What to produce
Stop at the line that contains "pixel 1181 620". Until then, set down each line of the records exactly, beginning with the first, and skip pictures.

[Opening Records for this exercise section]

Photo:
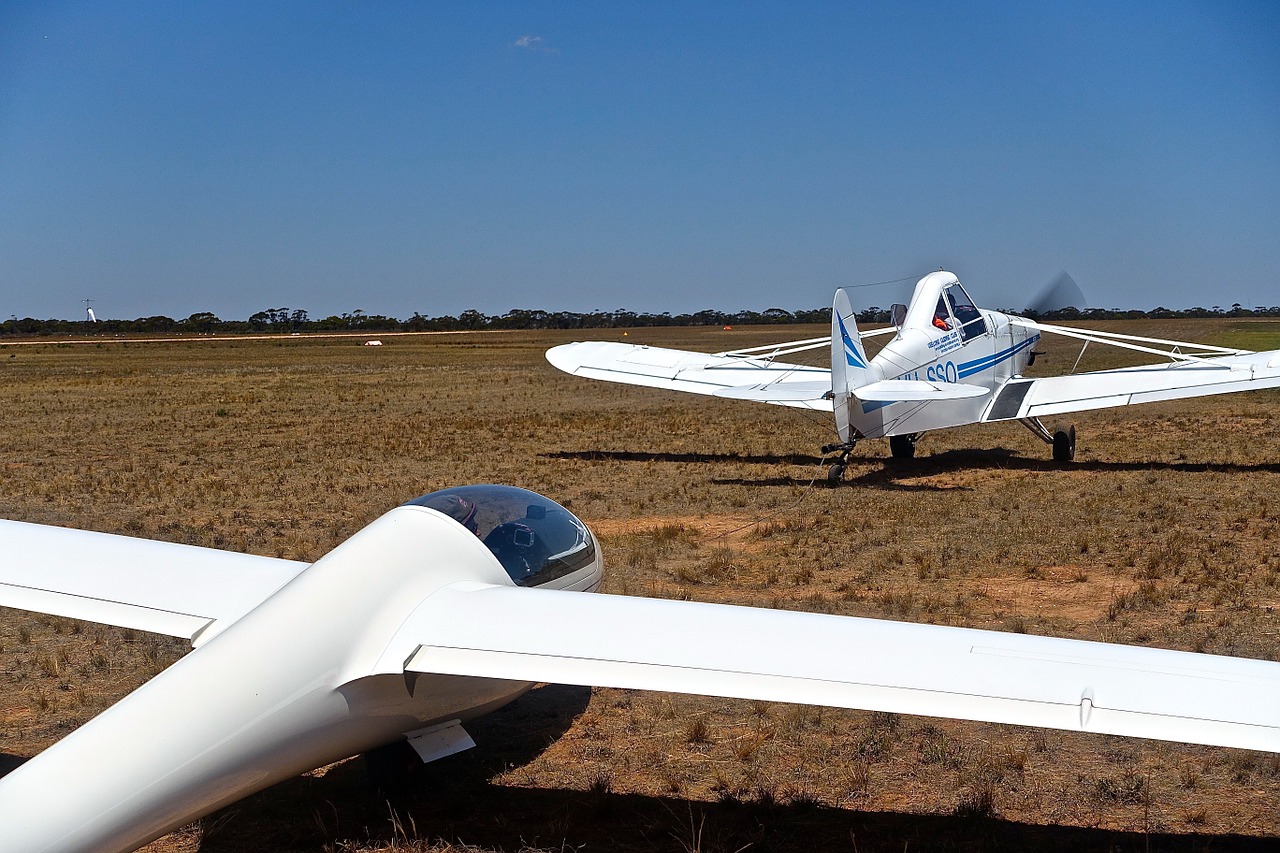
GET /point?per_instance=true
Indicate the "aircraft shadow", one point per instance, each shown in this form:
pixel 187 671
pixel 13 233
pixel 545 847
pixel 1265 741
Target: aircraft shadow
pixel 455 802
pixel 8 762
pixel 890 474
pixel 648 456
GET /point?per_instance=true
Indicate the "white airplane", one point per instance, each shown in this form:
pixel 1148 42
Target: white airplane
pixel 457 602
pixel 949 364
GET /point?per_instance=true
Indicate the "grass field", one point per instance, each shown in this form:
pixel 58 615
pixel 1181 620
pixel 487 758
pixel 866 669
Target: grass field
pixel 1165 532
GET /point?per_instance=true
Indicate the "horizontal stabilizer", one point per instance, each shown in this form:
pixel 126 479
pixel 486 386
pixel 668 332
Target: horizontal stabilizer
pixel 910 389
pixel 777 391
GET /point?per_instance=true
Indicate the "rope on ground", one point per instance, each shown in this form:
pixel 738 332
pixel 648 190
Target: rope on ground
pixel 780 510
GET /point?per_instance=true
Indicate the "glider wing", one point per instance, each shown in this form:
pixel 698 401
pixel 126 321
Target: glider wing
pixel 159 587
pixel 814 658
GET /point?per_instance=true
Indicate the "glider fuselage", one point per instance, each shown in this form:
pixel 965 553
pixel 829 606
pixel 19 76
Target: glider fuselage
pixel 291 687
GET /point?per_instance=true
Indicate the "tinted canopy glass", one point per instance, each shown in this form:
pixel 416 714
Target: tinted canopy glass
pixel 533 537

[Closing Records for this exercise section]

Output for this task
Photo:
GET /point?per_instance=true
Indicate the "aircraft shadow", one point per instance, each shown in this form:
pixel 187 671
pixel 13 233
pixel 545 847
pixel 1265 741
Target: aircraft shadow
pixel 455 802
pixel 8 762
pixel 890 474
pixel 648 456
GET /point?per_instance=true
Indicate the "white airplane", one point per instance, each shown in this form:
pixel 1148 42
Target: white airplane
pixel 457 602
pixel 949 364
GET /point?per_instance=true
Indicate the "grass field", one point per instance, each shown in this form:
pixel 58 615
pixel 1181 620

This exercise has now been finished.